Image point grounding data
■ ■ ■
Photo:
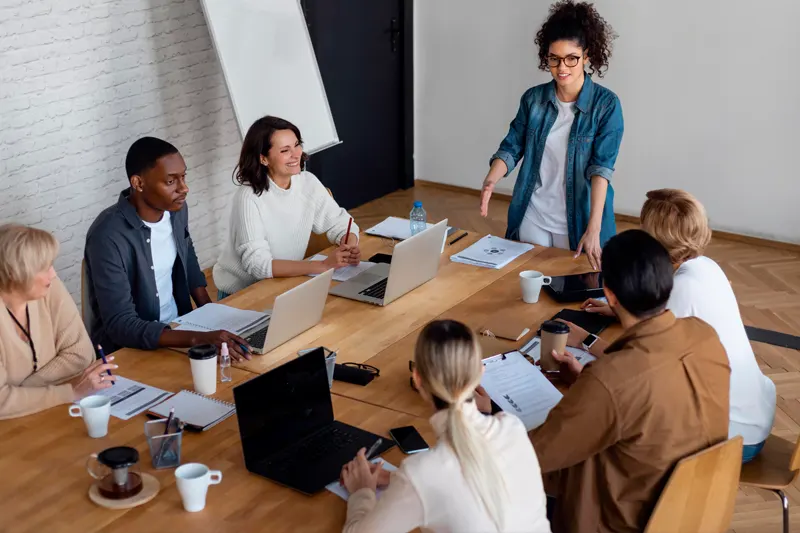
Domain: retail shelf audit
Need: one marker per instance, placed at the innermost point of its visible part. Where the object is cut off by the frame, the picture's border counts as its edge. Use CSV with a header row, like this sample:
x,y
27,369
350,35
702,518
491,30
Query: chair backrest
■ ■ ■
Exercise directions: A faithful, complete copy of the entries is required, without the pictures.

Exercise output:
Photo:
Domain: retail shelf audit
Need: one marker per instance, placed at the innermost point of its visible part. Where the object is cut off by the frame, the picture's border counts as its edge. Use CSV with a header row, like this sample:
x,y
27,369
350,35
702,518
491,30
Query: chair backrest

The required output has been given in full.